The New Zealand women's cricket team played against Australia women's cricket team in December 2012 and January 2013. The tour consisted of four Women's One Day Internationals (WODIs) in which the Rose Bowl was contested for and three Women's Twenty20 Internationals (WT20Is). On 28 November 2012, Cricket Australia announced a 13-member squad for the one-day series. On the same day, New Zealand Women named their 14-member squad for the one-day series including the recall of wicket-keeper Rachel Priest. Australia's WT20I squad was announced on the eve of the series on 21 January 2013 and New Zealand naming their WT20I squad on 17 January 2013.

== Requirements ==
(1) Condense the paragraph beginning "The New Zealand women's cricket team played against" from the cricket tour text into a bulleted list that keeps its main facts.
(2) Carry on the account of the 2012–13 New Zealand women's cricket tour of Australia from the point where it stops.

== Rows ==
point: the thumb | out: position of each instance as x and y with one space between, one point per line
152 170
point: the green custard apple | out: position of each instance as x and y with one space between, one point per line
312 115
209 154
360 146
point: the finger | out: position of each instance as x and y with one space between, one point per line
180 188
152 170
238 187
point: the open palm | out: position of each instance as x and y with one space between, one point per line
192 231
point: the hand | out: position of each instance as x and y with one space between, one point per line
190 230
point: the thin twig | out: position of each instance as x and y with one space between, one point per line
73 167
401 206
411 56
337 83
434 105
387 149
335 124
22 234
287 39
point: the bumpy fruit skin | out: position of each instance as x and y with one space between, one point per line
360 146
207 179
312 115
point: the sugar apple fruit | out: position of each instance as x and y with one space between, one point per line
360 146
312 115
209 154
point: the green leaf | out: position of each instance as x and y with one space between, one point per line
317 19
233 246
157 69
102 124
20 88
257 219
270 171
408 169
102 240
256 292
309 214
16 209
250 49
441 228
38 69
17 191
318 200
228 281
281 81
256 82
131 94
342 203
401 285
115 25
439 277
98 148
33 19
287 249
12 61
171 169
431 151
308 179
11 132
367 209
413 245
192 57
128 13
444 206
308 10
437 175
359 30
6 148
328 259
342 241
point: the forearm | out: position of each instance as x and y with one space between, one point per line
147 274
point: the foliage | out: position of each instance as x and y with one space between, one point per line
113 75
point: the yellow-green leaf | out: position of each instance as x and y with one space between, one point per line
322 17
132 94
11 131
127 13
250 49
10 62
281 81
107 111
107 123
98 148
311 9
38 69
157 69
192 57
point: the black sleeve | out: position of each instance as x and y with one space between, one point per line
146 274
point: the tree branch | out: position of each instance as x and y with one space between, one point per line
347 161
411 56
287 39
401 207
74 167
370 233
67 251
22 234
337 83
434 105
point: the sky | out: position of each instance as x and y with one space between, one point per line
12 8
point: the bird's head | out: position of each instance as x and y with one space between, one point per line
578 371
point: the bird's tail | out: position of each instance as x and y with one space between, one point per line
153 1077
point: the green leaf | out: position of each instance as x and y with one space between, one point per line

==

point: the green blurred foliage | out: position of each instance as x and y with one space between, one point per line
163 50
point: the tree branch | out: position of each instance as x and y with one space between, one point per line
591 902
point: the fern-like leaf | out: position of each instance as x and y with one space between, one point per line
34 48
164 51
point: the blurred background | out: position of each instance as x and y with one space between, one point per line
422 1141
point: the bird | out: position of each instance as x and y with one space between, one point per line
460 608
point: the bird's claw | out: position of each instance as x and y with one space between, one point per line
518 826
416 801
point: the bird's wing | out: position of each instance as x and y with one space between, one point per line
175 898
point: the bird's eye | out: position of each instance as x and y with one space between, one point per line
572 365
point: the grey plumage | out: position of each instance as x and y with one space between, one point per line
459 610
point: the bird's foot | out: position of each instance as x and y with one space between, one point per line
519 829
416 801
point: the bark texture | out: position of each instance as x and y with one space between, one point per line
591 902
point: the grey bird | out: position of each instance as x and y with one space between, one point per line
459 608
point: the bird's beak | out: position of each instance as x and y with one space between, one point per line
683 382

== Responses ==
(1)
- New Zealand's women's cricket team played Australia's women's team in December 2012 and January 2013.
- The tour consisted of four Women's One Day Internationals (WODIs), in which the Rose Bowl was contested, and three Women's Twenty20 Internationals (WT20Is).
- On 28 November 2012, Cricket Australia announced a 13-member squad for the one-day series.
- On the same day, New Zealand named a 14-member one-day squad that included the recalled wicket-keeper Rachel Priest.
- New Zealand named its WT20I squad on 17 January 2013.
- Australia announced its WT20I squad on 21 January 2013, the eve of the series.

(2)
The WODI matches were played across Sydney with the first match being played at the Sydney Cricket Ground and the other three matches being played at North  Sydney Oval. The WT20I Series took place in Melbourne with all matches being played at Junction Oval in St. Kilda

New Zealand won the first WODI, with captain Suzie Bates scoring her 3rd century in WODIs. Australia came back to win the following three matches, winning the series 3-1, making it their 4th consecutive Rose Bowl victory. The WT20I series was won by New Zealand 2-1. After New Zealand won the first game by 6 wickets, Australia then levelled the series 1 all following a last-over victory. New Zealand went on to win the final game by 7 wickets and hence win the series.

Squads

Australia's Jess Jonassen was ruled out of the three-match T20I, due to a knee injury and hence was also ruled out of the 2013 Women's Cricket World Cup that was to be held later that year. She was replaced by Renee Chappell for the rest of the series.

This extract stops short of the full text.